▶ [ITEMS]
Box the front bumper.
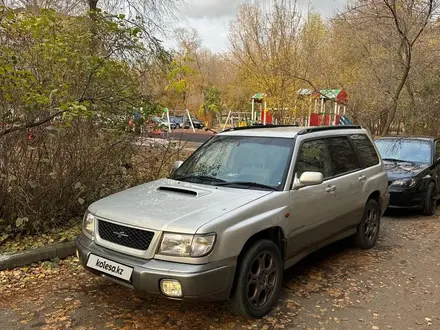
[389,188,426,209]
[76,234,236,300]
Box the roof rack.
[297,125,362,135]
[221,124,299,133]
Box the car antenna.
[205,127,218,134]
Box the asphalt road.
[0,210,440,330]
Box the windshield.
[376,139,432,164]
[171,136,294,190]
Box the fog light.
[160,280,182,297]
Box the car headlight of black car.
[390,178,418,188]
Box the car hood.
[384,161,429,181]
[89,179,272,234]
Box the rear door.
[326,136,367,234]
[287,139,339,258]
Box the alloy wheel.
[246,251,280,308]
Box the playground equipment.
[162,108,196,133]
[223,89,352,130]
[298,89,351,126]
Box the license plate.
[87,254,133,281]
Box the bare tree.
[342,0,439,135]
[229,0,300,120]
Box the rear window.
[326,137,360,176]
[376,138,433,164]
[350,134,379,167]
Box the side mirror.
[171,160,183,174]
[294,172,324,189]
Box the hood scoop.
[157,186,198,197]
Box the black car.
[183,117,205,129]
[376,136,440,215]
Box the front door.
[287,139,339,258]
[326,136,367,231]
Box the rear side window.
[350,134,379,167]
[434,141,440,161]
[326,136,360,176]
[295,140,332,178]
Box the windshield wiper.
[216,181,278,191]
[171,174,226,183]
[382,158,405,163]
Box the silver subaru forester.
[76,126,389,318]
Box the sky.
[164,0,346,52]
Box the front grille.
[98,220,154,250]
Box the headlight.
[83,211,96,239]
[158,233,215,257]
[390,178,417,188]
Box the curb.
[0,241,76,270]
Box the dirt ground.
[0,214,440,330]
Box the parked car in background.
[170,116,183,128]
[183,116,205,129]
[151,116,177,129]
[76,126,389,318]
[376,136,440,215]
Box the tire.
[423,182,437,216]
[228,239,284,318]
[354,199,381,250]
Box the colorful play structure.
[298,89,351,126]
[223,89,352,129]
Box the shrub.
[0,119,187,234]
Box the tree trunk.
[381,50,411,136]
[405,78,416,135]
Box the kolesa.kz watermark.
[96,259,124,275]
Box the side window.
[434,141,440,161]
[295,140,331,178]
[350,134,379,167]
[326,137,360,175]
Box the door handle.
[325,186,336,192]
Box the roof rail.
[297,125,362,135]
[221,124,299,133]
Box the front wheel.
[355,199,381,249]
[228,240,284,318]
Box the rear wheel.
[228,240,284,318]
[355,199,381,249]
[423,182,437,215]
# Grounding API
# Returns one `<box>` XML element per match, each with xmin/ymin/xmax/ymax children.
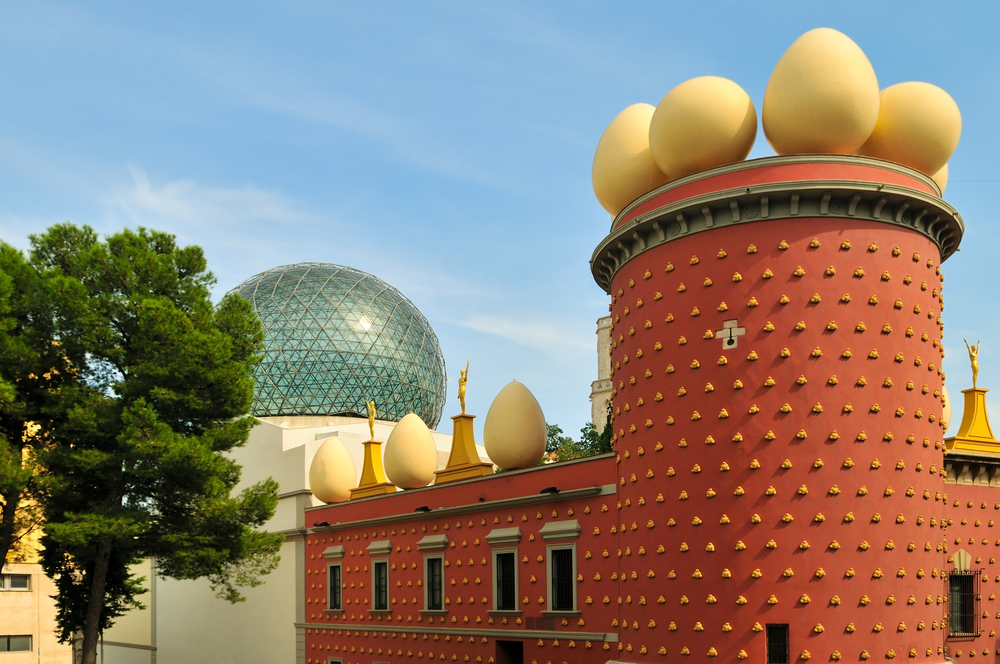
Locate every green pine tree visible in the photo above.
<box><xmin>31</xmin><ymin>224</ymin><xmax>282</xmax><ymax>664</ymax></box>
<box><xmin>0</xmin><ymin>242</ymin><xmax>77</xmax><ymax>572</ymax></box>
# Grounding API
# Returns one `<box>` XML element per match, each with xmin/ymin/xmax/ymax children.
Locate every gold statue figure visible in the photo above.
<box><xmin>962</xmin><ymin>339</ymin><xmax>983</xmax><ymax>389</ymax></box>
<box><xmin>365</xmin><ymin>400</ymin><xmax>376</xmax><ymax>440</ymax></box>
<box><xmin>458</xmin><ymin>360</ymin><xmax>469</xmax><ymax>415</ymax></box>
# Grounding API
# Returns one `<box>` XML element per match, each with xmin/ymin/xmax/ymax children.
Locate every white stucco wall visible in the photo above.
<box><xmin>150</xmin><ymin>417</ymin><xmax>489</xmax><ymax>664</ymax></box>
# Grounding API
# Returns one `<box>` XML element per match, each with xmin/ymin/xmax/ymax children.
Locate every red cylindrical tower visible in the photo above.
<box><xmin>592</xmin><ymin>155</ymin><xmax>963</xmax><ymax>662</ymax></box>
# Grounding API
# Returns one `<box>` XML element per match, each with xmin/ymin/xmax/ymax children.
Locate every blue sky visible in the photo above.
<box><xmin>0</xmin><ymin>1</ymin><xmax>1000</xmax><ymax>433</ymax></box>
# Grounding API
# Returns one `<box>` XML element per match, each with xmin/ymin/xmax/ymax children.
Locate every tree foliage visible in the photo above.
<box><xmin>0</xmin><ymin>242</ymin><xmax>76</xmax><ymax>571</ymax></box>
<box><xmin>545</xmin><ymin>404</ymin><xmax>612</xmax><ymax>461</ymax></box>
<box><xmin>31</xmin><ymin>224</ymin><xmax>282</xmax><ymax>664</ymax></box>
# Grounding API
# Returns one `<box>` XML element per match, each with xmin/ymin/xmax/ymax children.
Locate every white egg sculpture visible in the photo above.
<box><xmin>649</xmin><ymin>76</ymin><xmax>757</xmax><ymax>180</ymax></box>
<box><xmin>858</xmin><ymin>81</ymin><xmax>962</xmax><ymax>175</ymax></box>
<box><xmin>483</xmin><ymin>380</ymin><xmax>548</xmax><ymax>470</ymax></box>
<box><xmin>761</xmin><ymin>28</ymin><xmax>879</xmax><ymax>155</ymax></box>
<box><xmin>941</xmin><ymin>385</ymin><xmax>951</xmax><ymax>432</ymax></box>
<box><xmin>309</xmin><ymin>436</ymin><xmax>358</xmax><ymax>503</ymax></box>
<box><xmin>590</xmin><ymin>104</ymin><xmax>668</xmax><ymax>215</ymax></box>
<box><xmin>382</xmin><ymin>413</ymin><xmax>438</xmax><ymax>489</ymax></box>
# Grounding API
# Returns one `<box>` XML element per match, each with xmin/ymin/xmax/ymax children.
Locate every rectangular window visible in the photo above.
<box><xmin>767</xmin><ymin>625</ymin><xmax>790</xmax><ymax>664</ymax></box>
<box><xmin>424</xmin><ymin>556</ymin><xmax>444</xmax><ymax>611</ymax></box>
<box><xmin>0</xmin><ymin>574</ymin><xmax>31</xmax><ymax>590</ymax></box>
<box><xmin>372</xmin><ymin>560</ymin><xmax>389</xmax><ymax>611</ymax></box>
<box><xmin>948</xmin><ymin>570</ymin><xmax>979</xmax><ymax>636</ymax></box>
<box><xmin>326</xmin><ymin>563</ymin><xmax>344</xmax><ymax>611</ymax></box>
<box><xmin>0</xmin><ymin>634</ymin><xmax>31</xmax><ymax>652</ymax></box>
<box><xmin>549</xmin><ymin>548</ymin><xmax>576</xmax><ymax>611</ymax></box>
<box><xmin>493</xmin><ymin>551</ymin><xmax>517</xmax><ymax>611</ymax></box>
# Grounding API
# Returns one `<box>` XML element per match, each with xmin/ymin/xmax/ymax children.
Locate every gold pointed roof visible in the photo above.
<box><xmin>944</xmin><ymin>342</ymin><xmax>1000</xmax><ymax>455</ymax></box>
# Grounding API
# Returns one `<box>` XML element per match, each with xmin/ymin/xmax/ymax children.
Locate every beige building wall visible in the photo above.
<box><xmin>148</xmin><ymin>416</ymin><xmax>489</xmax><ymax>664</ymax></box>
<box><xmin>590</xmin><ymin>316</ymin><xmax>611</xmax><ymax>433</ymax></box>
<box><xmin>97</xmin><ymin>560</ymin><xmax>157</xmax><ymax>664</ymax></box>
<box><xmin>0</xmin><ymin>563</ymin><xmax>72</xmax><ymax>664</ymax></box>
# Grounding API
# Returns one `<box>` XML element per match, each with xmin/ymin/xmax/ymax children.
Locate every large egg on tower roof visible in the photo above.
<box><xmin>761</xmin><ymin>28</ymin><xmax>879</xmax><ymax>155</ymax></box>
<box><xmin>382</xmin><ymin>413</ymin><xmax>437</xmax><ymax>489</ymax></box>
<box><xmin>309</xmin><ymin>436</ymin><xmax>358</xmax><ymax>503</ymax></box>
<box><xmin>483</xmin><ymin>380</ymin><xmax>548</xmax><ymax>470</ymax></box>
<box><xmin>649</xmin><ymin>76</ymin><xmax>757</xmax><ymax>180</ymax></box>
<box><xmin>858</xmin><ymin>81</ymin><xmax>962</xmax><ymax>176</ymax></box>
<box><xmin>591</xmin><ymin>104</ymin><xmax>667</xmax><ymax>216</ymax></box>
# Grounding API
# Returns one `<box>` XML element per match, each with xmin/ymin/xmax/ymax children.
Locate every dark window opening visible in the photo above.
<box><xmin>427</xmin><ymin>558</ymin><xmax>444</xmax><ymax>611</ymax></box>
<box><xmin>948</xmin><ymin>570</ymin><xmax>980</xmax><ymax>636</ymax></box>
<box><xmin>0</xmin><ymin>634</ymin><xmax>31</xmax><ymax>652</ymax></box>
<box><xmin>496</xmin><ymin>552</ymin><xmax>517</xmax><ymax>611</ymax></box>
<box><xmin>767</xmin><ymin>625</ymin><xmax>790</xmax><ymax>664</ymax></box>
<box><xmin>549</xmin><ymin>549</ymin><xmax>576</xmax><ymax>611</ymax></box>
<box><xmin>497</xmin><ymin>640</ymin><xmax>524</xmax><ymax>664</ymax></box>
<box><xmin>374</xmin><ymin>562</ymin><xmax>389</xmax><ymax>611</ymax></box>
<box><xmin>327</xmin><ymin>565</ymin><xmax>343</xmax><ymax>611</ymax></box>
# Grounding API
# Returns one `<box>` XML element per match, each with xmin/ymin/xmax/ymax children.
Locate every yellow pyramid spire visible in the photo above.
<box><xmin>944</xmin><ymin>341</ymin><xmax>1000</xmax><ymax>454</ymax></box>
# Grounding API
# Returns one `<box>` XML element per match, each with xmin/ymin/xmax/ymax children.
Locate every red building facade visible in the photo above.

▶ [DIRECTIVE] Render the data as a numbered list, starting at the line that contains "Box the bare tree." and ending at the line that contains "[96,259,124,275]". Leave out any blank lines.

▶ [EXERCISE SOLUTION]
1. Box the bare tree.
2. [342,0,439,135]
3. [229,0,300,120]
4. Box the rear window.
5. [326,137,360,176]
6. [376,138,433,164]
7. [350,134,379,167]
8. Box the side mirror.
9. [171,160,183,174]
10. [294,172,324,189]
11. Box the hood scoop.
12. [157,186,198,197]
13. Box the black car.
14. [183,117,205,129]
15. [376,136,440,215]
16. Box the front door.
17. [287,139,339,258]
18. [326,136,367,231]
19. Box the rear side window.
20. [350,134,379,167]
21. [434,141,440,161]
22. [326,136,360,176]
23. [295,140,332,178]
24. Box the windshield wiper.
25. [216,181,278,191]
26. [171,174,226,183]
27. [382,158,405,163]
28. Box the silver subaru forester.
29. [76,126,389,318]
30. Box the sky.
31. [164,0,346,52]
32. Box the front grille.
33. [98,220,154,250]
34. Box the headlight.
35. [83,211,96,239]
36. [158,233,215,257]
37. [390,178,417,188]
38. Box the curb.
39. [0,241,76,270]
40. Box the dirt ground.
41. [0,214,440,330]
42. Box the parked car in background.
43. [170,116,183,128]
44. [183,116,205,129]
45. [151,116,177,129]
46. [76,126,389,318]
47. [376,136,440,215]
48. Box the tire.
49. [423,182,437,216]
50. [228,239,284,318]
51. [354,199,381,250]
52. Box the colorful play structure.
53. [298,89,351,126]
54. [223,89,352,129]
55. Box the shrub.
56. [0,119,187,234]
57. Box the tree trunk.
58. [381,50,411,136]
59. [405,78,416,135]
60. Box the kolesa.kz watermark.
61. [96,259,124,275]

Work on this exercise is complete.